• What this exercise asks:
**a.** Answer these questions from the Goodrich exchange offer letter below, one answer per line:
(i) What is the CUSIP number of the outstanding 6.80% Notes due 2036?
(ii) At what time, New York City time, do the exchange offers expire unless extended?
(iii) Who can make a tender of the outstanding notes held for the client's account?
**b.** Duplicate the passage of the Goodrich exchange offer letter below, starting at "its 6.29% Notes" and ending at "us for your account.".

• Document section:
=======

EX-99.4 14 g02736exv99w4.htm EX-99.4 Ex-99.4
 

(GOODRICH LOGO)
Goodrich Corporation
Offers to Exchange
     
All Outstanding 6.29% Notes Due 2016
(CUSIP No. 382388 AR 7)
For
6.29% Notes Due 2016
(CUSIP No. 382388 AS 5)
Registered Under the Securities Act of 1933
  All Outstanding 6.80% Notes Due 2036
(CUSIP No. 382388 AT 3)
For
6.80% Notes Due 2036
(CUSIP No. 382388 AU 0)
Registered Under the Securities Act of 1933
         
 
  Pursuant to the Prospectus dated , 2006
To Our Clients:
     Enclosed for your consideration is a Prospectus, dated      , 2006 (the “Prospectus”), and a related Letter of Transmittal relating to Goodrich Corporation’s offers to exchange (the “exchange offers”)
    its 6.29% Notes due 2016 which have been registered under the Securities Act of 1933, as amended (the “Securities Act”), for a like principal amount of its outstanding 6.29% Notes due 2016, referred to as the outstanding 10-year notes, and
 
    its 6.80% Notes due 2036 which have been registered under the Securities Act for a like principal amount of its outstanding 6.80% Notes due 2036, referred to, together with the outstanding 10-year notes, as the outstanding notes.
     We are the holder of record of outstanding notes held for your account. A tender of such outstanding notes can be made only by us as the holder of record and pursuant to your instructions. The enclosed Letter of Transmittal is furnished to you for your information only and cannot be used by you to tender outstanding notes held by us for your account.
     Accordingly, we request instructions as to whether you wish us to tender any or all of the outstanding notes held by us for your account, upon the terms and subject to the conditions set forth in the Prospectus and Letter of Transmittal. We urge you to read the Prospectus and the Letter of Transmittal carefully before instructing us to tender your outstanding notes.
     Your instructions to us should be forwarded as promptly as possible in order to permit us to tender outstanding notes on your behalf in accordance with the provisions of the exchange offers. The exchange offers will expire at 5:00 p.m., New York City time, on      , 200 , unless extended (the “Expiration Date”). Outstanding notes tendered pursuant to the exchange offers may be withdrawn only under the circumstances described in the Prospectus and the Letter of Transmittal.
     Your attention is directed to the following:
     1. The exchange offers are for the entire aggregate principal amount of the outstanding notes.

=======

• Given information:
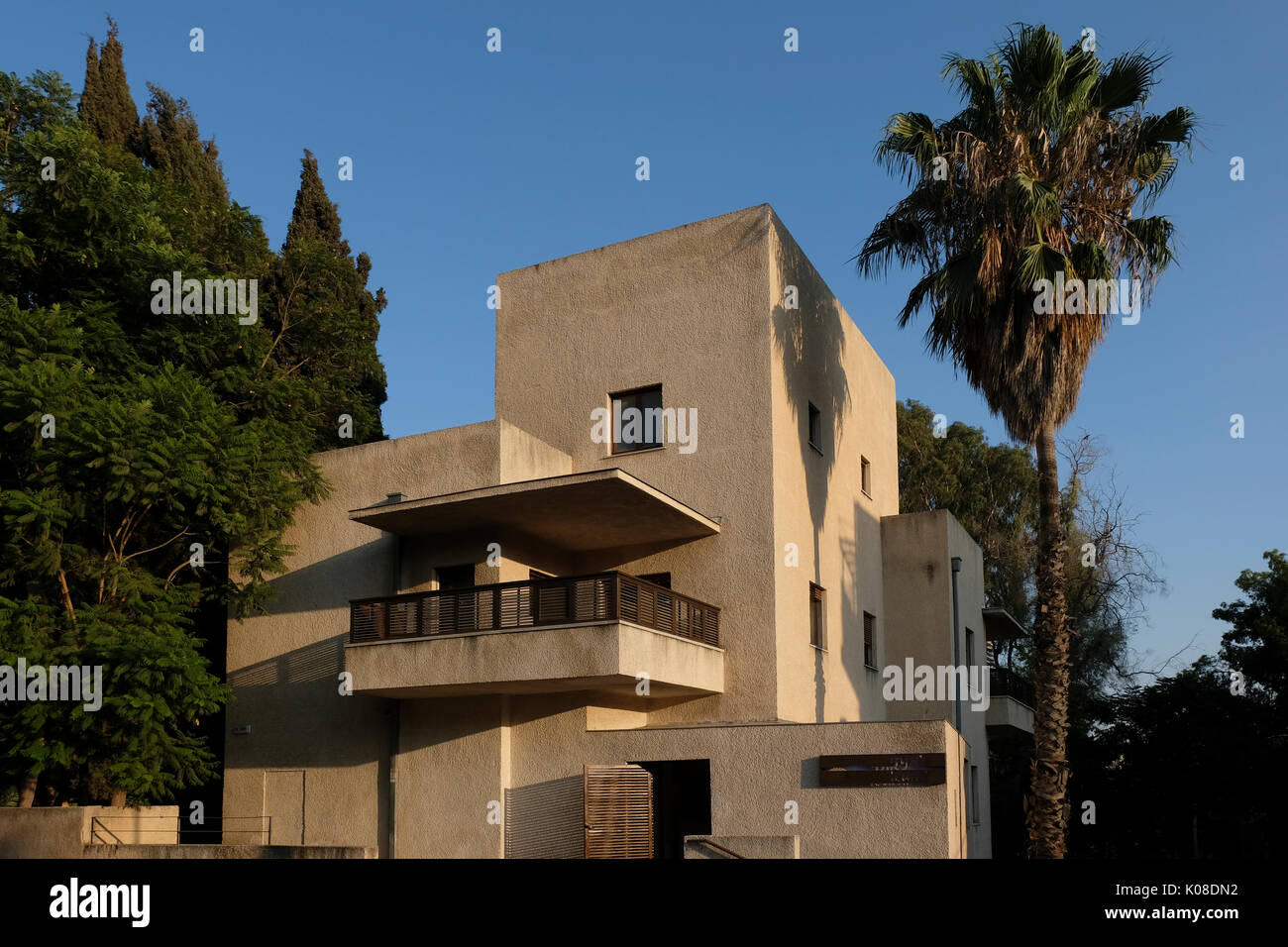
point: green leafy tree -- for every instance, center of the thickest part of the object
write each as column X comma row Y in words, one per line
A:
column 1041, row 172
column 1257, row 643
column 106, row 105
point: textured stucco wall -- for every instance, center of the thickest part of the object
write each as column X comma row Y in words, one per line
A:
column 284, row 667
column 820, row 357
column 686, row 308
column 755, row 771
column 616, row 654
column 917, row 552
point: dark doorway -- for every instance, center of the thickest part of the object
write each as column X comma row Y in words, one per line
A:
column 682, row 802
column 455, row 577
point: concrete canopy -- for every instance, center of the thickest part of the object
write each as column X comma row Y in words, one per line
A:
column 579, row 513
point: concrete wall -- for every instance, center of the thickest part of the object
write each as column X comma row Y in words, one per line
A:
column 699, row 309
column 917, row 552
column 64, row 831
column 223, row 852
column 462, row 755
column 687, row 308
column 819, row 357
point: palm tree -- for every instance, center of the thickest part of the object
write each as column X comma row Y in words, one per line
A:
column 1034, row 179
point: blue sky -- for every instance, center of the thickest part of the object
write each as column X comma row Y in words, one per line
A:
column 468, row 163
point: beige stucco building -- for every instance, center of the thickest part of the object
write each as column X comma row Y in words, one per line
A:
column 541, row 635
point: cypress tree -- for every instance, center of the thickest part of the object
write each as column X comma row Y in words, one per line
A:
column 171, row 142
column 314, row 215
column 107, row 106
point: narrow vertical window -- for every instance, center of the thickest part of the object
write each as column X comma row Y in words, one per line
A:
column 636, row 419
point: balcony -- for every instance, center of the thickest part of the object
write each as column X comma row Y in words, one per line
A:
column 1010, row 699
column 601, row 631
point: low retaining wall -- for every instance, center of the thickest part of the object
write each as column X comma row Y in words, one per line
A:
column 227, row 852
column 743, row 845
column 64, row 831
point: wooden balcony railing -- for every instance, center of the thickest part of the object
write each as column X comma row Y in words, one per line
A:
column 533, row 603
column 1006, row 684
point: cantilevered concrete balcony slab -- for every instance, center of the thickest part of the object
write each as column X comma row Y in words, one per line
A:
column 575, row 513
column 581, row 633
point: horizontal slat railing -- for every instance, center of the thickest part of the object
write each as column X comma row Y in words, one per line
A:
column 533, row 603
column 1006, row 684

=======

• Answers below:
**a.**
(i) 382388 AT 3
(ii) 5:00 p.m.
(iii) Only the writers of the letter, as the holder of record, and only on the client's instructions.

**b.**
its 6.29% Notes due 2016 which have been registered under the Securities Act of 1933, as amended (the “Securities Act”), for a like principal amount of its outstanding 6.29% Notes due 2016, referred to as the outstanding 10-year notes, and
 
    its 6.80% Notes due 2036 which have been registered under the Securities Act for a like principal amount of its outstanding 6.80% Notes due 2036, referred to, together with the outstanding 10-year notes, as the outstanding notes.
     We are the holder of record of outstanding notes held for your account. A tender of such outstanding notes can be made only by us as the holder of record and pursuant to your instructions. The enclosed Letter of Transmittal is furnished to you for your information only and cannot be used by you to tender outstanding notes held by us for your account.